**WRITTEN INSTRUCTION:**
Display every line of the records that contains the word "child".

[start]

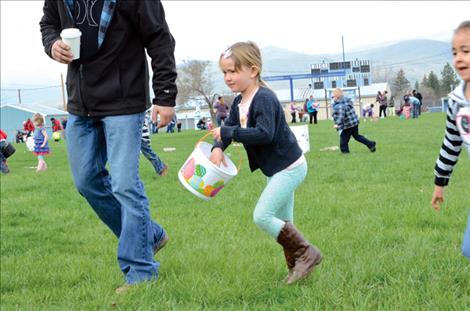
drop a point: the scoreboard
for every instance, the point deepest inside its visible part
(353, 73)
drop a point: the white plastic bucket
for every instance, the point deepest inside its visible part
(301, 133)
(202, 177)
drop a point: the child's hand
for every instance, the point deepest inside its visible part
(216, 134)
(437, 198)
(217, 157)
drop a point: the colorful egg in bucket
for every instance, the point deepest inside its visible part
(202, 177)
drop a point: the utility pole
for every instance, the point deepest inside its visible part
(64, 103)
(342, 43)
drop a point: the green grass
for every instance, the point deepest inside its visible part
(384, 246)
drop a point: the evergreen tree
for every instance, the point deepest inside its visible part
(400, 84)
(449, 79)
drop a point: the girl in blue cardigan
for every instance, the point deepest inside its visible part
(257, 121)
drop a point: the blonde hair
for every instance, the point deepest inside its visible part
(38, 119)
(338, 93)
(463, 25)
(245, 54)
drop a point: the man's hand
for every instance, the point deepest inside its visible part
(217, 157)
(166, 114)
(216, 134)
(61, 52)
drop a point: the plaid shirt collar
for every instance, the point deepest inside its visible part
(106, 15)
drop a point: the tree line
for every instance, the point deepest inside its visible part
(431, 86)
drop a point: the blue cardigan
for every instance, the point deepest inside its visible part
(270, 144)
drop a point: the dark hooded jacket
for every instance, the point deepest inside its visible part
(115, 81)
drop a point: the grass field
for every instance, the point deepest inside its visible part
(384, 246)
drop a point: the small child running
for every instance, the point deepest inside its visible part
(257, 120)
(41, 146)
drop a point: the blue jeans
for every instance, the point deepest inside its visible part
(148, 152)
(415, 112)
(118, 199)
(345, 136)
(276, 204)
(466, 240)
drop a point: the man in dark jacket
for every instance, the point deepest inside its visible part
(108, 93)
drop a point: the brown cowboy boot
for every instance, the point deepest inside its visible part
(290, 265)
(290, 261)
(306, 256)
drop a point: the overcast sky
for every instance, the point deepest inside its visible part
(203, 29)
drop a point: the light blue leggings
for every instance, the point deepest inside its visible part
(466, 240)
(276, 204)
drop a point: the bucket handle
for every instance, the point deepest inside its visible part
(209, 133)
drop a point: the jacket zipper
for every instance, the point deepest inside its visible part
(80, 81)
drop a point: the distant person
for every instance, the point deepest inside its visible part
(455, 137)
(201, 124)
(367, 111)
(391, 106)
(63, 121)
(312, 108)
(56, 129)
(41, 146)
(347, 122)
(414, 104)
(406, 109)
(171, 126)
(382, 101)
(221, 110)
(28, 127)
(160, 167)
(3, 159)
(420, 98)
(56, 126)
(271, 146)
(293, 111)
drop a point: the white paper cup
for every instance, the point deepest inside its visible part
(71, 37)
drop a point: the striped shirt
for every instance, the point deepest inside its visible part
(106, 15)
(452, 144)
(344, 114)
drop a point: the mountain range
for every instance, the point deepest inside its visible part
(416, 57)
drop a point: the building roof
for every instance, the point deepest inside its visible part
(34, 108)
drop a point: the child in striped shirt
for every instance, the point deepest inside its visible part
(146, 148)
(457, 127)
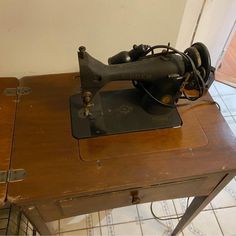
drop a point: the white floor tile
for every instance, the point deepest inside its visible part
(232, 124)
(79, 222)
(204, 224)
(227, 197)
(161, 209)
(181, 204)
(223, 108)
(153, 227)
(119, 215)
(224, 89)
(127, 229)
(227, 220)
(229, 101)
(212, 90)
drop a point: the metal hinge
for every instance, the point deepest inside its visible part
(13, 175)
(17, 91)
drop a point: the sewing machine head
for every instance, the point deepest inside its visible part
(159, 79)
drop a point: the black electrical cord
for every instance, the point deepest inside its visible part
(169, 218)
(200, 82)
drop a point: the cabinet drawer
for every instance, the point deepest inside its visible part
(197, 186)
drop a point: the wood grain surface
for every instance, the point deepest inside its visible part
(7, 116)
(45, 148)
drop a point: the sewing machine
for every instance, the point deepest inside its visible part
(159, 80)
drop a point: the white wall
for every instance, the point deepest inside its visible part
(191, 13)
(216, 23)
(215, 26)
(42, 36)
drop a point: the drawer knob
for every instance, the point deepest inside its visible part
(135, 198)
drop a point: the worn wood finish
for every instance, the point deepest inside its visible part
(7, 116)
(67, 177)
(58, 209)
(43, 145)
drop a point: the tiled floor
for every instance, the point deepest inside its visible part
(218, 218)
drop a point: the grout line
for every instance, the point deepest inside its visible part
(141, 229)
(218, 222)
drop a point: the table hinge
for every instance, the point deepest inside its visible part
(13, 175)
(17, 91)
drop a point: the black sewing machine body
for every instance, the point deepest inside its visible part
(159, 81)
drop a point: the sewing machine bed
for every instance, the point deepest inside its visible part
(119, 111)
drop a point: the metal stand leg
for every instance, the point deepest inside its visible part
(199, 203)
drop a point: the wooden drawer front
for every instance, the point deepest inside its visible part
(80, 205)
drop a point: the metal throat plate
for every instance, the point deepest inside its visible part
(117, 112)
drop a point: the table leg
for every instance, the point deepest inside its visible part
(199, 203)
(34, 217)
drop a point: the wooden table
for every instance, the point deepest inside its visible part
(66, 177)
(7, 119)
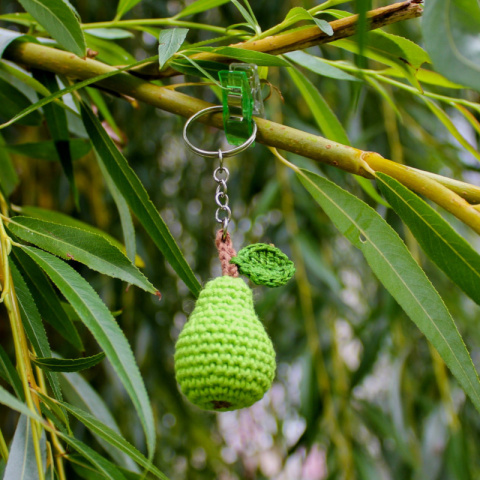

[end]

**ANSWER IN FULL:**
drop a point: the child's hand
drop a point: the small child running
drop a point: the child in striped shirt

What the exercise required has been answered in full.